··· Secção do documento

Pela criação de um Colectivo Açoriano de Ecologistas que tenha por objectivo a reflexão-acção sobre os problemas ambientais, tendo presente que estes são problemas sociais e que a sua resolução não é uma simples questão de mudanças de comportamentos, mas sim uma questão de modelo de sociedade.
sexta-feira, 11 de julho de 2008
Os Causadores da Fome
Nota- Os problemas ambientais não se limitam aos relacionados com a conservação da natureza. A Fome é um dos problemas ambientais com que se debate o Mundo de Hoje, daí que, abaixo, se transcreva um texto sobre o assunto.
Nestes últimos meses, os motins motivados pela fome espalharam-se como um rastilho de pólvora por um grande número de países. Estes acontecimentos, pela sua gravidade, são reveladores do estado de crise no qual se encontra imersa, hoje, a população mundial. Uma crise que, na verdade, não é consequência do acaso! A alta infernal dos preços dos produtos alimentares, que condena à fome por todo o mundo milhões e milhões de seres humanos, tem certamente várias causas. Mas a principal, a de efeitos maciços, a mais directa, é a especulação.
** Os açambarcadores, primeira causa da crise alimentar mundial **
Devido à crise desencadeada pela especulação desenfreada que atingiu os mercados de crédito de alto risco em geral, sobretudo no sector do crédito hipotecário à compra de habitação, os especuladores, verdadeiros açambarcadores dos tempos modernos, afastaram-se desses mercados financeiros para se lançarem, como a miséria sobre o pobre, para um outro
mercado: o das matérias-primas alimentares. O resultado não se fez
esperar: para os especuladores, lucros gigantescos; para as populações do terceiro mundo, a reaparição em força da fome e da miséria extrema, e para as populações dos países ditos desenvolvidos (e que se encontram, de facto, em plena regressão social), o aperto do cinto em mais alguns furos.
Esta semana, soube-se que o arroz já se encontra racionado nos Estados Unidos e em Israel. Depois do racionamento motivado pela falta de dinheiro, o racionamento propriamente dito, do género do dos anos de guerra.

······

__Requisitos das tarefas__.
[a] Responda às perguntas sobre o texto acerca da fome:
(i) Que problema aponta a nota inicial como um dos problemas ambientais do mundo de hoje?
(ii) Qual é indicada como a principal causa da alta dos preços dos produtos alimentares?
(iii) Em que países se soube que o arroz já se encontra racionado?
[b] Reproduza sem alterações o trecho do texto sobre a fome entre "Esta semana, soube-se" e "anos de guerra.", inclusive.

··· Conjunto de dados

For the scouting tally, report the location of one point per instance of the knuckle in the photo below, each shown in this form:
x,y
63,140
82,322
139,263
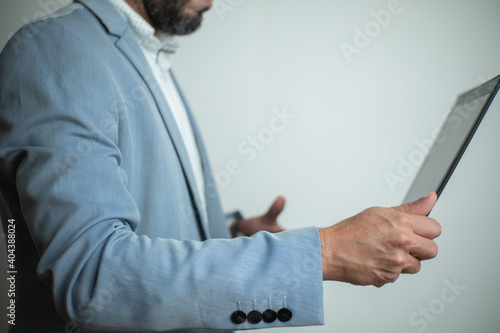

······

__Resultados por tarefa__.
[a]
(i) A fome.
(ii) A especulação.
(iii) Nos Estados Unidos e em Israel.

[b]
Esta semana, soube-se que o arroz já se encontra racionado nos Estados Unidos e em Israel. Depois do racionamento motivado pela falta de dinheiro, o racionamento propriamente dito, do género do dos anos de guerra.